**Document text**
________________________

So who are you really?

I don't know who i'm talking to. i am unsure what i'm doing by typing away.

After looking at my past entries (as few i have), i'm struck by one blaring commonality--
I only did them when i was at a loss for something 'productive'.

After consideration i realized i don't know you.

Therefore i don't have any sense who i am talking to.

Maybe that's what's missing from these 'blogs'. (i really hate that word, is that really the official name?)

A sense of with whom i am conversing.

Is it the teachers who have completed the grading of the contents?
But will they still come?

Is it my fellow students who i have strived to disassociate myself from?
But have they ever come?

Will it be random users who happen upon this page?
But they are only drawn in by the first flashy content visible.

Whoever you are what ever you think of me this is my waste, my ultimate procrastination.

In the span between entries do you care what i am doing?

Do you care about me?

Whoever you are know that in the span between entries i am working or thinking or writing...

I am producing,

I am creating something that will benefit me

Whoever you are know that what isn't said here is funneled into something wonderful

And i will try and remember that too.

07 April 2008

Depression Or Debilitation

Why are these my only options?

Who said I couldn’t be more than a shadow, it’s a very cruel joke. And I think I’m starting to get it, maybe to chuckle. The punch line is real hidden so bear with me:
The last medication I got on worked great, my clarity went up, my energy went up -- I could continue through my day while keeping my patience and my confidence intact. But about a month and a half into it, these severe waving migraine pains started in, and even with small reprieves it stopped me cold. This is a not common side effect of the medication I started, but for those that do get it they don't go away and there really isn't any choice but to stop this med, wait till it’s out of my system then try another.... Again. So choiceless, I went off the best advantage to my functionality to date because it caused me pain, and you know there was still a moment of pause where I wonder if debilitation was better than depression. Because I like functioning, it seems like such a little thing to want, and I feel so validated when I do.
The ratio of meds in my system and pain in my head seems consistently proportional. Now, it's a mild throb, no more than remnant, and I can feel the depression seeping back in its place.

________________________

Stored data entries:
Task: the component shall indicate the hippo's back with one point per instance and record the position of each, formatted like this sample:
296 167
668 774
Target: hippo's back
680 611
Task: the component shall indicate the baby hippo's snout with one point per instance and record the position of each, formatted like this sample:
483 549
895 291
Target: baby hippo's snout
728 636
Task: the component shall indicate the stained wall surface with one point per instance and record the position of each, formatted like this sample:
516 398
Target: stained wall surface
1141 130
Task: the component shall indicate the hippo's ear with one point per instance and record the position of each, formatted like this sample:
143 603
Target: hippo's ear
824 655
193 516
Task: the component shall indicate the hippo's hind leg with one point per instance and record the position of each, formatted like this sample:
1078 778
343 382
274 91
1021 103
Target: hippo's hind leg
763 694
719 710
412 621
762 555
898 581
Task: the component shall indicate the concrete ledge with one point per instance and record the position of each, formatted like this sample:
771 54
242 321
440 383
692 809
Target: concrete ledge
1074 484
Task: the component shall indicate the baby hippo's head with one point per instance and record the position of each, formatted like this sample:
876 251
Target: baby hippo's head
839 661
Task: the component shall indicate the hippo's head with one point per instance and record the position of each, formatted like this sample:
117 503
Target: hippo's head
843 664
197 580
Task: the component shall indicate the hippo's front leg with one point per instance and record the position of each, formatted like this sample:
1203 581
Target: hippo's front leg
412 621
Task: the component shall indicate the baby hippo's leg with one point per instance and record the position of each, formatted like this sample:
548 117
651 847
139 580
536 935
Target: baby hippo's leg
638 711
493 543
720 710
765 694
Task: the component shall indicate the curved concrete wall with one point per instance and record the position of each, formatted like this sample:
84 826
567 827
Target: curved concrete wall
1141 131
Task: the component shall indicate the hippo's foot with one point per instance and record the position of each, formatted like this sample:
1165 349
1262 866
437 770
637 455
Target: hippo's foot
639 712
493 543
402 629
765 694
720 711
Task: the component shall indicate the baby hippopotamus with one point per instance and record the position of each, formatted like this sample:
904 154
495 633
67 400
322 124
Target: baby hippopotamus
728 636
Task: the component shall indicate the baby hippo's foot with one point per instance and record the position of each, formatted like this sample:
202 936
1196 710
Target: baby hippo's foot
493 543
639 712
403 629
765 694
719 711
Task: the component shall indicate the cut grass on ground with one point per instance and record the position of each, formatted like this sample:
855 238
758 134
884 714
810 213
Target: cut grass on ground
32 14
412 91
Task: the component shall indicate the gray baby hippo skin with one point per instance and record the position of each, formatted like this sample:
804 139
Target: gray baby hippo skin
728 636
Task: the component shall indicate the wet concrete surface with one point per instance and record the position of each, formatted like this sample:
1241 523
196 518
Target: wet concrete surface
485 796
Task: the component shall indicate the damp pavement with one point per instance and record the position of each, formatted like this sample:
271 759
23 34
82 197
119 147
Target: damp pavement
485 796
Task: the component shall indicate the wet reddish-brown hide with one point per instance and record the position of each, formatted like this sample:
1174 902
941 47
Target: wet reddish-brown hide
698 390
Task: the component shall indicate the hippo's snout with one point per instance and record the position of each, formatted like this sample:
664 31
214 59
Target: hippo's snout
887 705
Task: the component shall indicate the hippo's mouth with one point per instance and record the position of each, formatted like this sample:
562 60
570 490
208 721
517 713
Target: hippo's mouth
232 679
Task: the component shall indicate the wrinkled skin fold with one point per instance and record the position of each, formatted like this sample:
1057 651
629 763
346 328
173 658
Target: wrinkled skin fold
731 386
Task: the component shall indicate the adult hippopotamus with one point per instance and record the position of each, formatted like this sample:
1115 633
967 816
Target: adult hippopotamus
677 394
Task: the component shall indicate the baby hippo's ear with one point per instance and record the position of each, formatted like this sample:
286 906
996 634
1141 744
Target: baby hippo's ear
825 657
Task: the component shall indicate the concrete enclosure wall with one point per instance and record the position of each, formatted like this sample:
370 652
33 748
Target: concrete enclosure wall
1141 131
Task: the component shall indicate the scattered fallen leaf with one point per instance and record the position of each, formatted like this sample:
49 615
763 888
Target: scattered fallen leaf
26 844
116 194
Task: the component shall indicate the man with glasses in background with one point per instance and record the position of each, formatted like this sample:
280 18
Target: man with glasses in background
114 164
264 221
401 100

________________________

**What the exercise asks**
Give the stretch of the blog post from "I don't know who" through "of the contents?" again, updated so that "talking to" reads "writing to".

**Written answer**
I don't know who i'm writing to. i am unsure what i'm doing by typing away.

After looking at my past entries (as few i have), i'm struck by one blaring commonality--
I only did them when i was at a loss for something 'productive'.

After consideration i realized i don't know you.

Therefore i don't have any sense who i am writing to.

Maybe that's what's missing from these 'blogs'. (i really hate that word, is that really the official name?)

A sense of with whom i am conversing.

Is it the teachers who have completed the grading of the contents?